Complete the following »
#1 Answer yes or no to each statement about the suburbia excerpt, quoting the words that settle it: (a) The American Farmland Trust reports that more than 6 million acres of U.S. farmland went to development between 1992 and 1997. (b) June Williamson wrote Retrofitting Suburbia by herself. (c) The excerpt calls the habit of naming streets after displaced animals and trees a new trend.
#2 Carry on the suburbia excerpt from its last line.

Document segment »
>> Start
Read More: http://www.good.is/post/agriculture-...n-communities/

Quote:
It has often been observed that suburbia is a place where the developer displaces animals and rips out trees, and then names the streets after them. Whether you see that as destruction or reinvention, the tendency is nothing new. All of America was built on this sort of land transformation, some of it smart, much of it not. But the devastation wrought from decades of intervention by heavy equipment has manifested itself in a range of ills from economic collapse to loss of biodiversity. So today we’re faced with a strange scenario: Our relentless pursuit of the American Dream now has us scrambling for a return to Eden.

“We’re at a watershed in terms of reaching the limits of sustainability both environmentally [and in] time and expense,” says June Williamson, coauthor with Ellen Dunham-Jones of Retrofitting Suburbia: Urban Design Solutions for Redesigning Suburbs. “There are many dynamics pushing and encouraging a rethinking of our development patterns. The opportunity is there to reshape those settings in a way that will reflect changing demographics, recognize climate change, and acknowledge the need for new suburban development patterns.”

Look at Google Maps images of any platted but unbuilt or unfinished subdivision—all remaining evidence of what stood before erased, replaced with flattened house lots with nothing on them, paved streets including curvy cul-de-sacs, and even street signs, but no signs of life—and you’ll understand the impulse to do things differently. According the American Farmland Trust, more than 6 million acres of agricultural land in the United States were lost to development between 1992 and 1997 alone. Consider that many of those acres were lost to developments that never saw the light of day. Is it too late to restore that acreage? And is it possible that agriculture could be suburbia’s best hope?
>> End
Material shown »
>> Start
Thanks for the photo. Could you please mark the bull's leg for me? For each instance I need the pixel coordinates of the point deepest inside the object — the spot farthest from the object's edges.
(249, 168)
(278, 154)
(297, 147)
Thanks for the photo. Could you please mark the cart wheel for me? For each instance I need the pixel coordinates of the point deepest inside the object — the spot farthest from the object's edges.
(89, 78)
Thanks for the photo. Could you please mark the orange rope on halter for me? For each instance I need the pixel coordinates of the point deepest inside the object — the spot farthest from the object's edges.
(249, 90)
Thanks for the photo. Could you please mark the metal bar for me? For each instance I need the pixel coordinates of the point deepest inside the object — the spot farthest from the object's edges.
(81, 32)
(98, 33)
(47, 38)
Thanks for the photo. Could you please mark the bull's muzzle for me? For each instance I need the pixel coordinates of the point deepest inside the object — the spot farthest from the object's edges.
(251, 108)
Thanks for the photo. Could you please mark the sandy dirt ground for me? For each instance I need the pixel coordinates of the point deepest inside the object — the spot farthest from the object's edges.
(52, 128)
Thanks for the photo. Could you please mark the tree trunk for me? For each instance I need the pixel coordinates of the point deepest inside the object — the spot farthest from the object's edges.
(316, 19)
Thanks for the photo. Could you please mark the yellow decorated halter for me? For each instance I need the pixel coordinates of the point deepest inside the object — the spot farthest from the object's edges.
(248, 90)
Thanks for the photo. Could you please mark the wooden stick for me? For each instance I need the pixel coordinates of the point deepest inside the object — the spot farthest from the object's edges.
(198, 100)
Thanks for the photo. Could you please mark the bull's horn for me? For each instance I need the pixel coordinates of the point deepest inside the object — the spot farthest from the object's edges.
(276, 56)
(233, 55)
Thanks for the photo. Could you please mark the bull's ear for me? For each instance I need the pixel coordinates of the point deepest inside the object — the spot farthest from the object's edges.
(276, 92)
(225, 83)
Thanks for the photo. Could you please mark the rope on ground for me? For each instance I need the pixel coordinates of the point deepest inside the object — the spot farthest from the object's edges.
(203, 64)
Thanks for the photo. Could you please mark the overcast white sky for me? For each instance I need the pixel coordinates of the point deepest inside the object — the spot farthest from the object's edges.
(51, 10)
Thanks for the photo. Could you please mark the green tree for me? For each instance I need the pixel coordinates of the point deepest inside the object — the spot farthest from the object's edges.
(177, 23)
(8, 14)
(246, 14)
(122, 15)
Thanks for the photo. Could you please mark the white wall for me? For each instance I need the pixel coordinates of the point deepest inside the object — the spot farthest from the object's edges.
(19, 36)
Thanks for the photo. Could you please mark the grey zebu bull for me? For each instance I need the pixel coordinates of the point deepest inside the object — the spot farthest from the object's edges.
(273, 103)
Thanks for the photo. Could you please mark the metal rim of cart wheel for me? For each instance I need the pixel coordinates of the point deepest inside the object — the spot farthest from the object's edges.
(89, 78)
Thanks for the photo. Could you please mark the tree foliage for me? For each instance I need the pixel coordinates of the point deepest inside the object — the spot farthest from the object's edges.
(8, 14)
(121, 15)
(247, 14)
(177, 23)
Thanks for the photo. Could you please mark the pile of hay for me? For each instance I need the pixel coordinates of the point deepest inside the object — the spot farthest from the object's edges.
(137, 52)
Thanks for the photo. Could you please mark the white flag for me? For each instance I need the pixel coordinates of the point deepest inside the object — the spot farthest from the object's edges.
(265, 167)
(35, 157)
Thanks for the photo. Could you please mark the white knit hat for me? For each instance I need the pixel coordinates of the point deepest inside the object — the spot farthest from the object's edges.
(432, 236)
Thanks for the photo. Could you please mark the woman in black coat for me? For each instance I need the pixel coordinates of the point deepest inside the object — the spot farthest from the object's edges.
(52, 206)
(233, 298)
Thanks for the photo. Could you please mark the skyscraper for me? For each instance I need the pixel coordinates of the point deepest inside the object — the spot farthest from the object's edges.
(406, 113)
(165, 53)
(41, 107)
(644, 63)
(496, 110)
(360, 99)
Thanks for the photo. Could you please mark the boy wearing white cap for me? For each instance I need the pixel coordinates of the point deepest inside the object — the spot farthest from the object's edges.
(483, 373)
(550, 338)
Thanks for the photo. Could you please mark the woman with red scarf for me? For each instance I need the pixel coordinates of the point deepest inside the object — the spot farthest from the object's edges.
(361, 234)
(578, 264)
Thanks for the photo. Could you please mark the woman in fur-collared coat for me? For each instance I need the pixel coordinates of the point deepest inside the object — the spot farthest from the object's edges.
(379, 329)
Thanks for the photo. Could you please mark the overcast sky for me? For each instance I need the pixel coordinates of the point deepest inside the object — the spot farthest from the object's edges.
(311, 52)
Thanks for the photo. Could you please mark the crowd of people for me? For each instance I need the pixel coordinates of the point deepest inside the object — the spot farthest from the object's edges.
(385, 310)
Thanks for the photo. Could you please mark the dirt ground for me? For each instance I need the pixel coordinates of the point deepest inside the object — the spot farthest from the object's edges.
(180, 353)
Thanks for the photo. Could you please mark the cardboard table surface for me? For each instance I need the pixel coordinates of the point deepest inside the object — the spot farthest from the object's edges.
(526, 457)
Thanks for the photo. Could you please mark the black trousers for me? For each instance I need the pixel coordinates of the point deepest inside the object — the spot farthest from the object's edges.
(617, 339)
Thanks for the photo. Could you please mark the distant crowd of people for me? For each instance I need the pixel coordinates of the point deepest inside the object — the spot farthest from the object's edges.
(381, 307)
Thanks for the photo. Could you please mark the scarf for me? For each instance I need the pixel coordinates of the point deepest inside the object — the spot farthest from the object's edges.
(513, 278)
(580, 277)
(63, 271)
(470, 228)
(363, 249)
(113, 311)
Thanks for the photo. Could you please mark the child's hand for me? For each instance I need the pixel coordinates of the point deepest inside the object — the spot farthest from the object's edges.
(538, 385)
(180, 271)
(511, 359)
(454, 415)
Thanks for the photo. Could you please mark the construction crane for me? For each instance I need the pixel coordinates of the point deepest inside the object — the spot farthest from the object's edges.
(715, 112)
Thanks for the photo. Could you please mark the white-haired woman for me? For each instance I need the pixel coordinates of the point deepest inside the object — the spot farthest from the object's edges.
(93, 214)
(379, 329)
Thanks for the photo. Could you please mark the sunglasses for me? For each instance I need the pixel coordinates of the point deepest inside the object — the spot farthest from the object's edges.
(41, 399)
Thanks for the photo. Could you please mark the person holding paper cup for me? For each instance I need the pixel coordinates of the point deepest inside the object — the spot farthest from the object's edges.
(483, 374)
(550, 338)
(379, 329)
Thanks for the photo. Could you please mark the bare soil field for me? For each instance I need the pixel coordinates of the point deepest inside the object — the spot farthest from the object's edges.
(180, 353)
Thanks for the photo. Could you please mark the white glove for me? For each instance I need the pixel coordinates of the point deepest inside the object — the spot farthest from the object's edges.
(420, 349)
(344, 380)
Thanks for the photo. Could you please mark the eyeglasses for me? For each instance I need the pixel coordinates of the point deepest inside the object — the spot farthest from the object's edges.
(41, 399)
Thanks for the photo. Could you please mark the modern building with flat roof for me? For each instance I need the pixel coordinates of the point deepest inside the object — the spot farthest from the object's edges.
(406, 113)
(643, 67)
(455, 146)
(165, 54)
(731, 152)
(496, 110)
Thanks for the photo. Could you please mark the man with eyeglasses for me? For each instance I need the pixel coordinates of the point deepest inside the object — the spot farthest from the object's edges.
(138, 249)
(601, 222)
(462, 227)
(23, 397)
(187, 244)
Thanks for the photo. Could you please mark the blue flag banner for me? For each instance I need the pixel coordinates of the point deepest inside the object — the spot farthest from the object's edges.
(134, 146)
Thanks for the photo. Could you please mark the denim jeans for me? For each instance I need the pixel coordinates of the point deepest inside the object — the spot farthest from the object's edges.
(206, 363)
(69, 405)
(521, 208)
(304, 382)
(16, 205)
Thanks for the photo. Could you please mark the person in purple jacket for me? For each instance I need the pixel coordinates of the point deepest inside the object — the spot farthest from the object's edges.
>> End
Task-by-task outputs »
#1
(a) Yes: "more than 6 million acres of agricultural land in the United States were lost to development between 1992 and 1997 alone"
(b) No: "coauthor with Ellen Dunham-Jones"
(c) No: "the tendency is nothing new"

#2
Well, sort of. It’s not as if Orange County, California, despite its dire decline in home values, is going to revert back to acres of orange groves. But around the country, there’s a growing interest in looking at the ways agriculture might help retrofit ailing suburbs and cities, and offer an alternative way of thinking about new developments. Growing Power, run by the urban farming expert, MacArthur Foundation “genius,” and GOOD 100 honoree Will Allen, has already demonstrated the potential of urban (and suburban) farming with six greenhouses on nearly two acres of land in Milwaukee as well as a 40-acre rural farm 45 minutes away in the suburb of Merton. And in Detroit, the entrepreneur John Hantz is moving forward with an ambitious but controversial plan to build the world’s largest urban farm—and with it, create green jobs, help the environment, and supply food to the region.



There is new movement to plan suburban communities around farms instead of golf courses. Can it catch on?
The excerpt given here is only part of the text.